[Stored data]
* * * * * * *

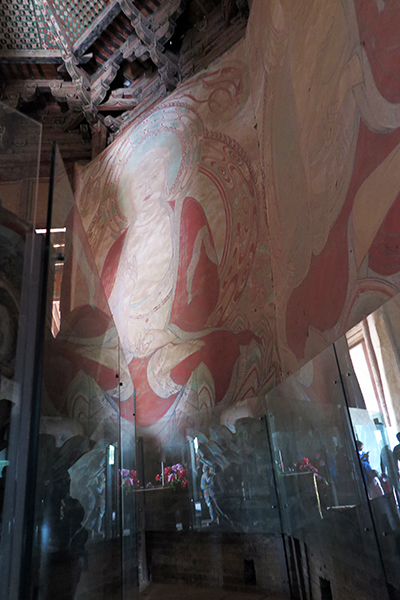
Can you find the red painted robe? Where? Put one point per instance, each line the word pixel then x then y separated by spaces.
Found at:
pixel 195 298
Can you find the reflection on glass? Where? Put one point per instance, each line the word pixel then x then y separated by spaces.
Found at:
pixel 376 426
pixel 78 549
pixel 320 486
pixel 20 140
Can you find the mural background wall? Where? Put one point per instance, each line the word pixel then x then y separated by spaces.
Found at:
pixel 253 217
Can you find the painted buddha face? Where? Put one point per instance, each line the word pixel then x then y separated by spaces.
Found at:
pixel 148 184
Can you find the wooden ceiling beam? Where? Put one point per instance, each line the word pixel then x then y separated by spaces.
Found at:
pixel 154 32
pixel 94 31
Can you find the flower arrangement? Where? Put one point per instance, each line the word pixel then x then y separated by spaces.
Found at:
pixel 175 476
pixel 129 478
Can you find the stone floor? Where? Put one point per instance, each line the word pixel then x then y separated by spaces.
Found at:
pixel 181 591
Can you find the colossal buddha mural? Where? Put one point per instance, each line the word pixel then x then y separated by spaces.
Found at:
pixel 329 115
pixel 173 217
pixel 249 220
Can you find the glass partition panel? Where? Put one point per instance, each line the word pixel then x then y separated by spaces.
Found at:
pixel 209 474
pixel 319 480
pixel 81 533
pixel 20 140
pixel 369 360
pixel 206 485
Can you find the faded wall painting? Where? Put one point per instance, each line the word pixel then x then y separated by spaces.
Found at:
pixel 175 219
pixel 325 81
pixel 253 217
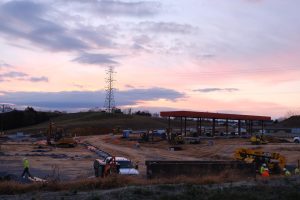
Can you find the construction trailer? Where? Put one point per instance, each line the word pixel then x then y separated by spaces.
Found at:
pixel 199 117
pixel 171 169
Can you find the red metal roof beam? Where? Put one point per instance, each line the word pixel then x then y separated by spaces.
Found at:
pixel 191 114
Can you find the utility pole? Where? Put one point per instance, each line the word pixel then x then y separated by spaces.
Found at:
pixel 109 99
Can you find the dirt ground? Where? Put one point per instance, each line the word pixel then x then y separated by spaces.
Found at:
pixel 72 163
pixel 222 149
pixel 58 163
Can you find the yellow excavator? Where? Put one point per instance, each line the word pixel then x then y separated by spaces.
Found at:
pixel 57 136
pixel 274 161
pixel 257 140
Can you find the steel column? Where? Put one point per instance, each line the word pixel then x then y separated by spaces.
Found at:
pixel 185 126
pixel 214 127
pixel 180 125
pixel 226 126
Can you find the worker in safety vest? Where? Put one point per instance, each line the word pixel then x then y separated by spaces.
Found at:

* * * * * * *

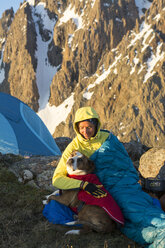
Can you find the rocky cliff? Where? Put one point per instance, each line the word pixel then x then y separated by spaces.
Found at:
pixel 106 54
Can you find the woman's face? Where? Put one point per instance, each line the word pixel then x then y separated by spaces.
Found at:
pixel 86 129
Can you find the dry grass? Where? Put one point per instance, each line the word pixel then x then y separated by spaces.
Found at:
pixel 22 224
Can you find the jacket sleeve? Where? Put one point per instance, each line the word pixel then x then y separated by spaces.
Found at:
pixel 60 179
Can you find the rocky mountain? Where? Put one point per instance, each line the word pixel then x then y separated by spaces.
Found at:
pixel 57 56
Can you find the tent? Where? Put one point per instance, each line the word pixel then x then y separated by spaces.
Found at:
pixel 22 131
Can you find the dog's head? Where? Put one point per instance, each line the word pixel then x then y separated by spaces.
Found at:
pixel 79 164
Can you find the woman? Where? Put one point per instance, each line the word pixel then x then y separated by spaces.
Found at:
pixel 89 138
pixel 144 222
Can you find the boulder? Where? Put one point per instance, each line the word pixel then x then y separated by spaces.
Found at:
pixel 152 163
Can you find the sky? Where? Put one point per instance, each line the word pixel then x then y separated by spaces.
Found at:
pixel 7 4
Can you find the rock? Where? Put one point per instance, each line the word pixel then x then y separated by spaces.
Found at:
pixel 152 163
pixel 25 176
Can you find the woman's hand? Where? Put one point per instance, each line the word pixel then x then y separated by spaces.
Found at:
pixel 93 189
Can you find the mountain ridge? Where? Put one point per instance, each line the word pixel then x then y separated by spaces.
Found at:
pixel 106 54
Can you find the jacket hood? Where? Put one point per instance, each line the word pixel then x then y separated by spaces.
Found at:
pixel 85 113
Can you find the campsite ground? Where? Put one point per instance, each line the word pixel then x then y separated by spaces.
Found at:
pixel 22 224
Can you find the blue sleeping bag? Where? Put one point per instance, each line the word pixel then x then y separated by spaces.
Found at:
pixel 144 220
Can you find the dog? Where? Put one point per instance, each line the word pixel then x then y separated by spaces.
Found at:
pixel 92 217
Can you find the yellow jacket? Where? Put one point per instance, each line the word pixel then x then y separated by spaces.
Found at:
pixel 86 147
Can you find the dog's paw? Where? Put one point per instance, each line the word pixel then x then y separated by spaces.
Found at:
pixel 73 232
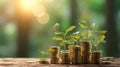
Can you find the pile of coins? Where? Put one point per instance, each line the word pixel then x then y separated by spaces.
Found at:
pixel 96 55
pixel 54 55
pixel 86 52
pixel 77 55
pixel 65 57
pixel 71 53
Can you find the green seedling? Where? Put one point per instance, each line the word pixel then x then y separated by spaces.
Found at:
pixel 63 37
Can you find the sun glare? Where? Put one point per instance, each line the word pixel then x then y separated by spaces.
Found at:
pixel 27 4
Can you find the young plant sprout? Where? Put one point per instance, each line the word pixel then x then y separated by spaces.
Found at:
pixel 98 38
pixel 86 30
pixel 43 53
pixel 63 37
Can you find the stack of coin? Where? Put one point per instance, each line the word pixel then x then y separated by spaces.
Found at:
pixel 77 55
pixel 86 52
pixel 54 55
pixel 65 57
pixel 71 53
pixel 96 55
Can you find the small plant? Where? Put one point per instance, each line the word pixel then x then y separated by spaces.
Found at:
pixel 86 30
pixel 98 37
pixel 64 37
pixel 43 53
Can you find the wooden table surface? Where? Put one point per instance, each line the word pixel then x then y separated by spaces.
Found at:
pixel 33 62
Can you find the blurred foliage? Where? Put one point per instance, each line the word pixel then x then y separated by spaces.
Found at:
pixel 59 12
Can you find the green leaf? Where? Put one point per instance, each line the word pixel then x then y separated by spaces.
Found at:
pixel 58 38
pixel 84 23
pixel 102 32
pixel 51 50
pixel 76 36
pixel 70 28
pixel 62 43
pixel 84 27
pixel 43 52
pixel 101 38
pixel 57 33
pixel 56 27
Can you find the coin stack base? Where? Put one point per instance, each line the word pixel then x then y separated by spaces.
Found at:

* * * * * * *

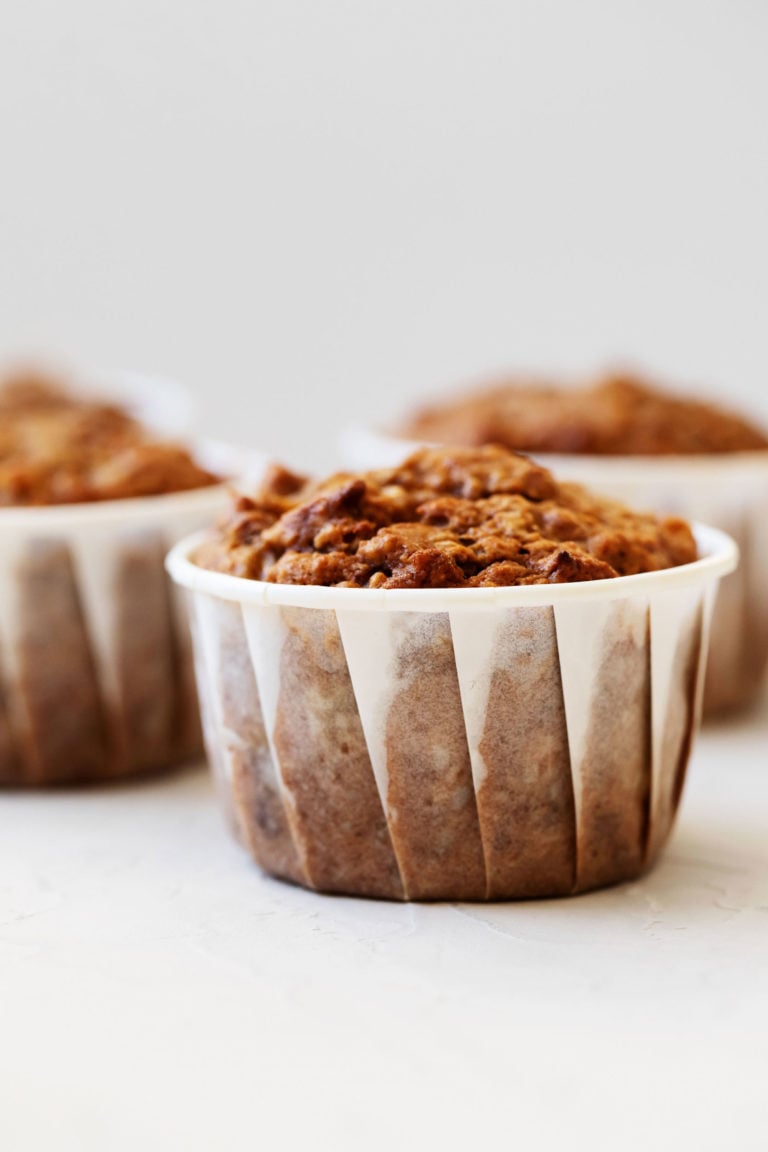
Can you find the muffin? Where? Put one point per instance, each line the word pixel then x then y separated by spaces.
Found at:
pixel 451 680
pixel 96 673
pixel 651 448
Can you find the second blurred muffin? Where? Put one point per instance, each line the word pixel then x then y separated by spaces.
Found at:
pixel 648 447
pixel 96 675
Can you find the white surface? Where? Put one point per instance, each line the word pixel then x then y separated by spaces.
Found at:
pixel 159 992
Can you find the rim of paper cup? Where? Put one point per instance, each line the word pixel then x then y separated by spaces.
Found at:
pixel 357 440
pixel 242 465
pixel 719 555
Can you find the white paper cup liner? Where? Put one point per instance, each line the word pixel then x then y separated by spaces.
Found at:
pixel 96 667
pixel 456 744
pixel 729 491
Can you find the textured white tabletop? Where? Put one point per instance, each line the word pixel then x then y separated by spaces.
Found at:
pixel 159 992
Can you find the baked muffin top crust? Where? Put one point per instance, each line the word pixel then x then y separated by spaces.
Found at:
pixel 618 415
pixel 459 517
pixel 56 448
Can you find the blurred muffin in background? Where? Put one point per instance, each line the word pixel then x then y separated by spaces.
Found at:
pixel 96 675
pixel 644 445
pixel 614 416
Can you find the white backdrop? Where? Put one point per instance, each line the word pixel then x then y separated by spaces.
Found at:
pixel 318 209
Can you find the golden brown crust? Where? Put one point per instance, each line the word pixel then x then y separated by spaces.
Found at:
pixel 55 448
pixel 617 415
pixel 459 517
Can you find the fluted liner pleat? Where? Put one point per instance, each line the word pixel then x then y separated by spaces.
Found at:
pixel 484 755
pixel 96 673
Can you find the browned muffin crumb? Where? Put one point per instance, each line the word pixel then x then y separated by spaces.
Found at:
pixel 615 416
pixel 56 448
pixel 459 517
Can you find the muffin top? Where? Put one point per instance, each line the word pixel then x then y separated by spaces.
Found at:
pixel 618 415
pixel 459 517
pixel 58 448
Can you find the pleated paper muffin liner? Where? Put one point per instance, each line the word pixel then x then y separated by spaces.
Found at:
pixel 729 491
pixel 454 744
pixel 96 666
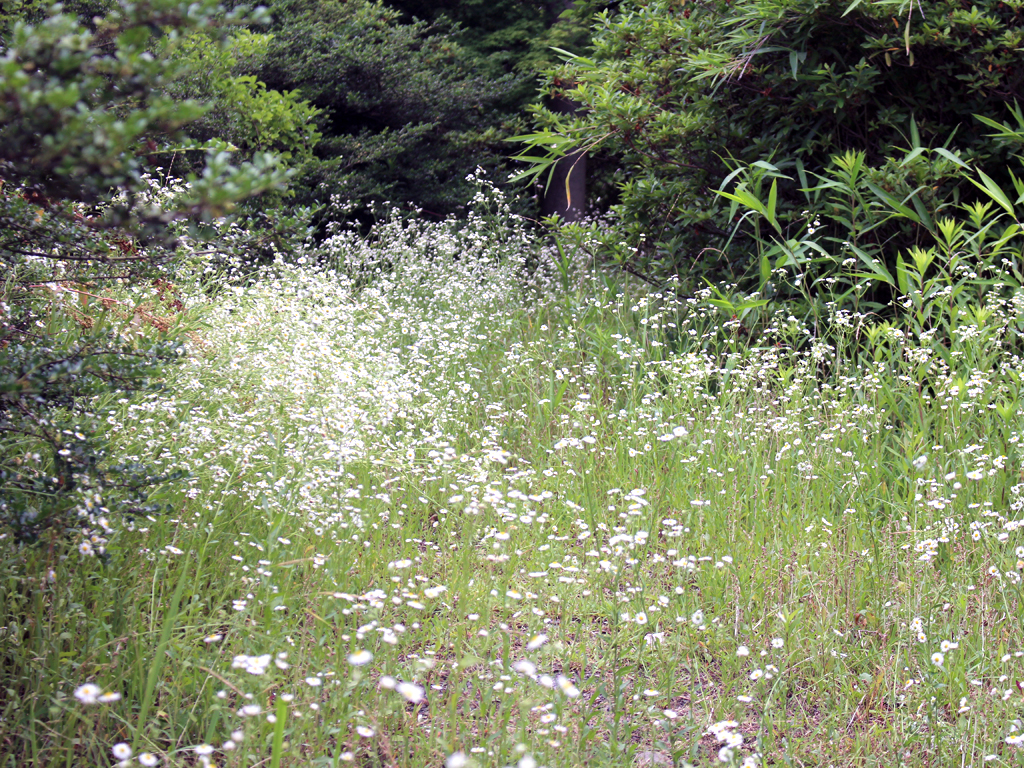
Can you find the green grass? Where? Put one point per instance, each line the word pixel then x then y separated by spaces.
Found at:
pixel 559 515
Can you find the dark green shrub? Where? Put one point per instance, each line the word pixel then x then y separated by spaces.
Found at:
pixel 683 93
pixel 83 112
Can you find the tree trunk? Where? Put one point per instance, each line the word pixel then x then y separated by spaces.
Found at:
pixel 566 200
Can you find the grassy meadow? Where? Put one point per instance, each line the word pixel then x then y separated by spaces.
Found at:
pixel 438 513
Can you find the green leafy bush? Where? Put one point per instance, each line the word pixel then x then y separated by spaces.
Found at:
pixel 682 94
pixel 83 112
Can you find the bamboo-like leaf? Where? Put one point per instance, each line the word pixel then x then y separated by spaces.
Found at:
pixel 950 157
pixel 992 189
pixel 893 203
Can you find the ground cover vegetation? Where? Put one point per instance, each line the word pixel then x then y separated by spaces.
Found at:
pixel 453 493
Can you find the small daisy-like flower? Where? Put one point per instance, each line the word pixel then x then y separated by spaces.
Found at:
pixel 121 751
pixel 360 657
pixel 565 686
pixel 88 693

* * * * * * *

» **Task statement**
Give the lines of the records from the line with "Can you find the red painted" to the line with "pixel 206 485", both included, as a JSON list of strings with one string per line and blank lines left out.

» **Correct response**
[
  "Can you find the red painted robe? Where? Put one point per instance, each line the word pixel then x then y separated by spaces.",
  "Found at:",
  "pixel 195 298",
  "Can you find the reflection on glass? Where? Put one point per instance, each line the word pixel then x then y separated by spaces.",
  "Found at:",
  "pixel 376 426",
  "pixel 78 549",
  "pixel 320 486",
  "pixel 20 140",
  "Can you find the mural background wall? Where? Put one point per instance, each line the word pixel then x then y separated by spaces.",
  "Found at:",
  "pixel 253 217",
  "Can you find the painted buddha face? Where? Put one point per instance, each line the word pixel then x then y separated by spaces.",
  "Found at:",
  "pixel 148 184",
  "Can you find the wooden ceiling beam? Where? Put one point per instance, each line the word pixel then x then y separated by spaces.",
  "Found at:",
  "pixel 154 32",
  "pixel 94 31",
  "Can you find the flower arrangement? Where? Put one point per instance, each line the word pixel then x then y separated by spaces.",
  "Found at:",
  "pixel 175 476",
  "pixel 129 478",
  "Can you find the stone floor? Where? Put one point per instance, each line the word pixel then x then y separated by spaces.",
  "Found at:",
  "pixel 181 591",
  "Can you find the colossal buddha mural? Where? Put one point per instance, each line the word pixel then x then y separated by spaces.",
  "Found at:",
  "pixel 329 115",
  "pixel 173 217",
  "pixel 249 220",
  "Can you find the glass partition panel? Where? Put one point per instance, each line the word pixel then x then y separated by spaces.",
  "Found at:",
  "pixel 209 474",
  "pixel 319 480",
  "pixel 81 533",
  "pixel 20 140",
  "pixel 369 360",
  "pixel 206 485"
]